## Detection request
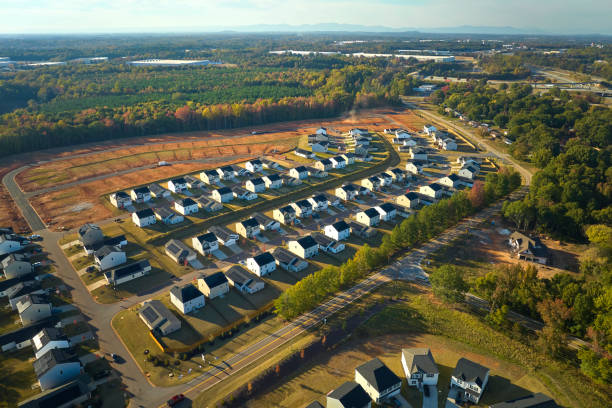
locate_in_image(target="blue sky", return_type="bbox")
[0,0,612,34]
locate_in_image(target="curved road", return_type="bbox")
[2,108,530,407]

::::::::::

◆ Tarefa escrita
Transforme todas as linhas acima em uma lista numerada, sem incluir as linhas em branco. Deixe as imagens fora da resposta.

◆ Resposta
1. ## Detection request
2. locate_in_image(target="blue sky", return_type="bbox")
3. [0,0,612,34]
4. locate_in_image(target="curved road", return_type="bbox")
5. [2,108,530,407]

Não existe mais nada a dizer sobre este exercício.